- **TEXTAUSZUG**:

----

Die Zuschläge für den eigentlich vorgesehenen Betrieb hatte das Ministerium schon im vergangenen Jahr dem Mautsystem-Anbieter Kapsch und dem Ticketverkäufer CTS Eventim erteilt. Opposition und SPD kritisieren, dass so noch vor der endgültigen Rechtssicherheit Fakten geschaffen wurden - mit Risiken. Das Ministerium argumentiert, es sei in der Pflicht gewesen, die Pkw-Maut schnell umzusetzen, um die erwarteten Einnahmen für Verkehrs-Investitionen zu sichern.

CTS Eventim erklärte, die einseitige Kündigung des Vertrags mit Wirkung zum 30. September werde nun gemeinsam mit Kapsch auf Gründe und Auswirkungen hin geprüft. Die mit dem Bund geschlossenen Verträge enthielten «Schutzbestimmungen», die Vermögensschäden für die Betreiber vorbeugen sollen. Dies gelte auch für den Fall, dass Maut nicht eingeführt werde.

Zeigen muss sich nun, inwiefern der Bund zahlen muss. Das Auftragsvolumen für die Maut-Erhebung sollte über die vorgesehene Mindest-Vertragslaufzeit von zwölf Jahren bei knapp zwei Milliarden Euro liegen, hatten die Firmen Ende 2018 mitgeteilt.

----

(Datensätze mit Umrissannotationen)

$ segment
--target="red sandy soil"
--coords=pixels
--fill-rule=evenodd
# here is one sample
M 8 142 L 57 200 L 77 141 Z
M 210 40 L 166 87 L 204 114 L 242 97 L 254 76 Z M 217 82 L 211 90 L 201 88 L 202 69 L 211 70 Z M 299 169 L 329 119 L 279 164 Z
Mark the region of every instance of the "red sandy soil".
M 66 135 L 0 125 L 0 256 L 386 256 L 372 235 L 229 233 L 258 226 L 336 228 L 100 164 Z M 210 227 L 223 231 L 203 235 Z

----

- **ARBEITSAUFTRÄGE**:
• a. Stellen Sie sämtliche Zeilen der Datensätze als Markdown-Tabelle mit den Spalten „Nr.“ und „Zeile“ dar und lassen Sie dabei Leerzeilen weg.
• b. Schreiben Sie den Textauszug über die Pkw-Maut im Anschluss an seinen letzten Satz weiter.
Der Textauszug und die Datensätze sind voneinander unabhängiges Material.

- **ERGEBNISSE**:
• a.
| Nr. | Zeile |
|---|---|
| 1 | $ segment |
| 2 | --target="red sandy soil" |
| 3 | --coords=pixels |
| 4 | --fill-rule=evenodd |
| 5 | # here is one sample |
| 6 | M 8 142 L 57 200 L 77 141 Z |
| 7 | M 210 40 L 166 87 L 204 114 L 242 97 L 254 76 Z M 217 82 L 211 90 L 201 88 L 202 69 L 211 70 Z M 299 169 L 329 119 L 279 164 Z |
| 8 | Mark the region of every instance of the "red sandy soil". |
| 9 | M 66 135 L 0 125 L 0 256 L 386 256 L 372 235 L 229 233 L 258 226 L 336 228 L 100 164 Z M 210 227 L 223 231 L 203 235 Z |

• b.
Die obersten EU-Richter hatten die Maut am Dienstag für rechtswidrig erklärt, da sie Fahrer aus dem Ausland benachteilige. Hintergrund ist, dass nur Inländer für Mautzahlungen komplett über eine Senkung der Kfz-Steuer entlastet werden sollten. Scheuer hatte unmittelbar nach dem Urteil eine Arbeitsgruppe eingerichtet, um finanzielle und organisatorische Folgen zu klären.

Die Opposition befürchtet erhebliche Kosten. Die Betreiber hätten Investitionen getätigt und Anspruch auf entgangene Gewinne, sagte Grünen-Fraktionsvize Oliver Krischer. Fraktionschef Anton Hofreiter forderte, Scheuer müsse offenlegen, «wie viel Steuergelder genau verloren sind». FDP-Verkehrsexperte Oliver Luksic sagte der dpa, das gescheiterte «bayerische Bierzeltprojekt Pkw-Maut» bringe statt Einnahmen «nur Belastungen deutscher Steuerzahler in Millionenhöhe». Der Linke-Verkehrspolitiker Jörg Cezanne sagte: «Die umgehende Kündigung der Verträge ist zwar teuer, aber der richtige Schritt.»

Vor allem für Gutachten und Beratung hat der Bund bereits 42 Millionen Euro ausgegeben. Weitere 86 Millionen Euro waren eingeplant. Kommende Woche will Scheuer im Bundestag an der Sitzung des Verkehrsausschusses teilnehmen.

Nach dem Aus der bisherigen Maut-Pläne wird über alternative Modelle diskutiert - vor allem mit stärkerem Fokus auf den Umweltschutz. Unter anderem das Umweltbundesamt (UBA) hatte eine «fahrleistungsabhängige Pkw-Maut» empfohlen. «Wer viel fährt, zahlt viel; wer wenig fährt, zahlt weniger», hatte UBA-Präsidentin Maria Krautzberger erklärt. Das sei «gerecht und gut für Umwelt und Klima». Dabei hat sie Umweltverbände auf ihrer Seite. Für Bundesumweltministerin Svenja Schulze dagegen ist das Thema Pkw-Maut in Gänze erledigt, wie ein Sprecher der SPD-Politikerin klarstellte.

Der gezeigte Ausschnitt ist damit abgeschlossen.